[Data supplied]
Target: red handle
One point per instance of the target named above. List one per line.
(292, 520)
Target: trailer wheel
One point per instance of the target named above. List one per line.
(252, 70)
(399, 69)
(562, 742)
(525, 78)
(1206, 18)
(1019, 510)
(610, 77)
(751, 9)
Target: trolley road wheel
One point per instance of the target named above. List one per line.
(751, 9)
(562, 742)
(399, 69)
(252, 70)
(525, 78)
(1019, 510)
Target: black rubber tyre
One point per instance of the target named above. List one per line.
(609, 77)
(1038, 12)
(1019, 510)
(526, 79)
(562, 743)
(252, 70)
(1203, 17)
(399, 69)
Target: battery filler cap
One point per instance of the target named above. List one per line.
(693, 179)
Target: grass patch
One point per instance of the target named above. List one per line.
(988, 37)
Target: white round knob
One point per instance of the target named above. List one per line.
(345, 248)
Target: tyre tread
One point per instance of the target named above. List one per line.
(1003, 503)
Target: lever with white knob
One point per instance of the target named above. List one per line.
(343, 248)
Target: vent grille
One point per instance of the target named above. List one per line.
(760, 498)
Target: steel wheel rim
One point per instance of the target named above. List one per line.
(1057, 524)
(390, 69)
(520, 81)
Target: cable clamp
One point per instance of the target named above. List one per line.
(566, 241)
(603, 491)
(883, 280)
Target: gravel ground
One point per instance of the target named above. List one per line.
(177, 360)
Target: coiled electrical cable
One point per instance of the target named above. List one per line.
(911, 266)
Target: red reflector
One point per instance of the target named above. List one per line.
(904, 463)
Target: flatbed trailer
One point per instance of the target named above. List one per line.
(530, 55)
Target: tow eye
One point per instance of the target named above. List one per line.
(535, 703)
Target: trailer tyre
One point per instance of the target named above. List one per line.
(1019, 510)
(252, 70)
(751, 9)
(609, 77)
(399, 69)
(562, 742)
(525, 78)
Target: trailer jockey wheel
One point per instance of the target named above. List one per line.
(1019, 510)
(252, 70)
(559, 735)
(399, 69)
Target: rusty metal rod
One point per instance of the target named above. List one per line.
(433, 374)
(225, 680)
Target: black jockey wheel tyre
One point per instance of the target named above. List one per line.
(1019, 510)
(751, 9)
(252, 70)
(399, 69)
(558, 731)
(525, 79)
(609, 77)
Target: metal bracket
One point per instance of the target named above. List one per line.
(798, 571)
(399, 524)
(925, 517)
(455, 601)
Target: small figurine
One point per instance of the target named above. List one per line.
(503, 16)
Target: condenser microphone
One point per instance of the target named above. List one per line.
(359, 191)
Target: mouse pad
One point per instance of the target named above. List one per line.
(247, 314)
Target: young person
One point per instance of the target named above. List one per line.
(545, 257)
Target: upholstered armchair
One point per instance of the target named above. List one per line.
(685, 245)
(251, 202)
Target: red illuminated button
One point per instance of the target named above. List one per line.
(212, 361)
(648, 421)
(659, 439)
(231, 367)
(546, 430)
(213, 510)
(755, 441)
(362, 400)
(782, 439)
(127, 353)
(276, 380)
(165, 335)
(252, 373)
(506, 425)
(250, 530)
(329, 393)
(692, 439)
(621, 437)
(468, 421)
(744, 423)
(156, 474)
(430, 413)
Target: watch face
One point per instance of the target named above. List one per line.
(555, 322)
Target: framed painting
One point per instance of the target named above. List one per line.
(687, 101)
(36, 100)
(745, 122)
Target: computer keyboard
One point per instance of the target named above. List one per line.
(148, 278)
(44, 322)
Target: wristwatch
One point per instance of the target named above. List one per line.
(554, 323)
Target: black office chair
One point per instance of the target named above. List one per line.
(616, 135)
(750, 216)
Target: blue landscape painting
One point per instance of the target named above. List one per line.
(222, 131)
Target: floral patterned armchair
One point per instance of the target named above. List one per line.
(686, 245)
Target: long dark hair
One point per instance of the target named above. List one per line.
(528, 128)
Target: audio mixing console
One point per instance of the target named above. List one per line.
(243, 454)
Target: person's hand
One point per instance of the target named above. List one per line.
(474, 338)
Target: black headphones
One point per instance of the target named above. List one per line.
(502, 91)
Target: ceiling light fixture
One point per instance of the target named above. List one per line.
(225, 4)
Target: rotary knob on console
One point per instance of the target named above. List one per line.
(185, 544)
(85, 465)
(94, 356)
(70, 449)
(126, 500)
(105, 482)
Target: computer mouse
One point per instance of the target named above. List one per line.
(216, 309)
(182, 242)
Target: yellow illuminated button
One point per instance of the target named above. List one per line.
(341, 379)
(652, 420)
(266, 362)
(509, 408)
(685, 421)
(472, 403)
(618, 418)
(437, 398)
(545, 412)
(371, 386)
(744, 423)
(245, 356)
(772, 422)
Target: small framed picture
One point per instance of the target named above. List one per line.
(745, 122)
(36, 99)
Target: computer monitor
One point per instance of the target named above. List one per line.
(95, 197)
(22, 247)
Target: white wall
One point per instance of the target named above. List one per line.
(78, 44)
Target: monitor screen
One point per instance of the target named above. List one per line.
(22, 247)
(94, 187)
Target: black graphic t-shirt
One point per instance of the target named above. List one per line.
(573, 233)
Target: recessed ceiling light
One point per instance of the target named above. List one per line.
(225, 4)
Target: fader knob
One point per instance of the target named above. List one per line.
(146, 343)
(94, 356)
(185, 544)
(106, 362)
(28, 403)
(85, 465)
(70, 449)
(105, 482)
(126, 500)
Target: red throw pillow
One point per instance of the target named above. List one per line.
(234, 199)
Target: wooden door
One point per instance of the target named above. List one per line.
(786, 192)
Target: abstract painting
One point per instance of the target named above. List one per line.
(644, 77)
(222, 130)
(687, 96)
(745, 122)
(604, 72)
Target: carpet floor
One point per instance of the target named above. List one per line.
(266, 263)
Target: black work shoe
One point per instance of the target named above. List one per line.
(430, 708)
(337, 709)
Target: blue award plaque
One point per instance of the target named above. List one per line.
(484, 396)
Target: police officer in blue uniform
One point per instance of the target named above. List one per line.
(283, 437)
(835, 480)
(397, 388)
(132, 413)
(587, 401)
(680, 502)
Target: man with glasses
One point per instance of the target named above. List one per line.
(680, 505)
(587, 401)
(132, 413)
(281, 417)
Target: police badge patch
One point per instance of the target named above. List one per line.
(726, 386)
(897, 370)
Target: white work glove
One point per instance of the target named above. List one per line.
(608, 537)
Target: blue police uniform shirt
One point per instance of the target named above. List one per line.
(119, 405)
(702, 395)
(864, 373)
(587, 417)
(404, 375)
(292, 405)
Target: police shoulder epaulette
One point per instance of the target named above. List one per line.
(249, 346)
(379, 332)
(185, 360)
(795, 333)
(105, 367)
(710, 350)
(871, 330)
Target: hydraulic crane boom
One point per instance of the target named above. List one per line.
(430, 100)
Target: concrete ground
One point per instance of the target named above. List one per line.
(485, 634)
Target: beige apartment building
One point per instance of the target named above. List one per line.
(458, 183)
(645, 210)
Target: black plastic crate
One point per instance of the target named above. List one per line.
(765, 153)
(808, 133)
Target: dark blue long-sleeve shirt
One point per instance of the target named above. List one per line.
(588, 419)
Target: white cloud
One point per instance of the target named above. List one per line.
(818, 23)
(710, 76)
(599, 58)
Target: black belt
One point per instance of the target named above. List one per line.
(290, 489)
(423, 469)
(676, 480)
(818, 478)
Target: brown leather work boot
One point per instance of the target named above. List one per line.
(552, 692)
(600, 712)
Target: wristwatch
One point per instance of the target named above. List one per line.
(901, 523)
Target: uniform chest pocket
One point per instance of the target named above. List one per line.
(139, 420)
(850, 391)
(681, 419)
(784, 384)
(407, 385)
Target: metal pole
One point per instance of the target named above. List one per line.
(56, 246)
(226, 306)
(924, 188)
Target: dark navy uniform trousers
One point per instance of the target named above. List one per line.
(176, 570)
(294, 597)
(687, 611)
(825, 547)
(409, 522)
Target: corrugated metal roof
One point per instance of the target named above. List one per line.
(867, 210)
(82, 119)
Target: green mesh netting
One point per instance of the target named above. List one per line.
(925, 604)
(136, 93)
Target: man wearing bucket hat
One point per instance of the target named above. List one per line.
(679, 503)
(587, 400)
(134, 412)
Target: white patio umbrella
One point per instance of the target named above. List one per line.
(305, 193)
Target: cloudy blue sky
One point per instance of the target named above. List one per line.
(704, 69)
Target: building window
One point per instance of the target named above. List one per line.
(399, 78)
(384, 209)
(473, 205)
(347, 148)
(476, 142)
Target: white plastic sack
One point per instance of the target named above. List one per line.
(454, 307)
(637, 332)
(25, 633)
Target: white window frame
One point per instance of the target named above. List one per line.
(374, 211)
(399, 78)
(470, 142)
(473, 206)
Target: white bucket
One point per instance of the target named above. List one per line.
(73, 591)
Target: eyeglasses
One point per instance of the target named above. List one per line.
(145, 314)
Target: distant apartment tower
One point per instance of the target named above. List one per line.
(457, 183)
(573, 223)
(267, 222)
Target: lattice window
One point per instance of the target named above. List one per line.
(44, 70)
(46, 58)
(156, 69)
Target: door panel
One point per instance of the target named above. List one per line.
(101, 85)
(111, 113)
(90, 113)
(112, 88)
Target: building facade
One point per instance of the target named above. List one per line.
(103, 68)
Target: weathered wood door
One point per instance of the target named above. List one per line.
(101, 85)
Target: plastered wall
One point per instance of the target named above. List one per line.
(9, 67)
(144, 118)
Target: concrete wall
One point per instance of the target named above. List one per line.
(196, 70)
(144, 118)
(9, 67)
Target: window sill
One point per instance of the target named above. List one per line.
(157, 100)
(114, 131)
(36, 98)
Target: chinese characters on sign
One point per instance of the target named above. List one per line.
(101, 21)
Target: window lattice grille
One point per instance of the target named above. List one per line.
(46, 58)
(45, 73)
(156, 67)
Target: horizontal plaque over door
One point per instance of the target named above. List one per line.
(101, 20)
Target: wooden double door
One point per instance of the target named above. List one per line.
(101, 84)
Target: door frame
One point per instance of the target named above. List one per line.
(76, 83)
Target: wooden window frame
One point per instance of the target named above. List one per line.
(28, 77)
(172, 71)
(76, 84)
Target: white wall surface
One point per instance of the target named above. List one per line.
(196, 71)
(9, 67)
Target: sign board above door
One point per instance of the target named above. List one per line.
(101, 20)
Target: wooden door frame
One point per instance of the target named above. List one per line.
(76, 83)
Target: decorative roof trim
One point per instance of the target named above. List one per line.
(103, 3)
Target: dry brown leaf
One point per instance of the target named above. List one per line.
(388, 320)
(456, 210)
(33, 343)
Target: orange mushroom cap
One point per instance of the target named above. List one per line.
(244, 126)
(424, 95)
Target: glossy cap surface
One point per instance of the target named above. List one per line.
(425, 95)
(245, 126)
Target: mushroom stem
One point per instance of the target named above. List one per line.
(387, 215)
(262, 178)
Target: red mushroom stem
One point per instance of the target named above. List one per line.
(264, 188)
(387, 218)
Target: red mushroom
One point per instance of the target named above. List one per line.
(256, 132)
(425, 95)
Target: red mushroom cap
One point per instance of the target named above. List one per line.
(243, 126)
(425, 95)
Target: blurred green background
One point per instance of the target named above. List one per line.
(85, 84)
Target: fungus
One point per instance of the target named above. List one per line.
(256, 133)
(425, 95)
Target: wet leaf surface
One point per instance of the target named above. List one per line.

[Required task] Nothing but the lines from the line with "Target: red mushroom cap" to the last line of the listing above should appear; please retype them exactly, both ends included.

[Solution for this problem]
Target: red mushroom cap
One point per instance of the target named above. List one per line.
(243, 126)
(425, 95)
Target: blurred green background
One point per instance of the target named above. List one per line.
(85, 84)
Target: fungus
One point per instance of the target named above. List one per line.
(256, 133)
(425, 95)
Target: wet leaf surface
One point per instance of the target named above. List one per line.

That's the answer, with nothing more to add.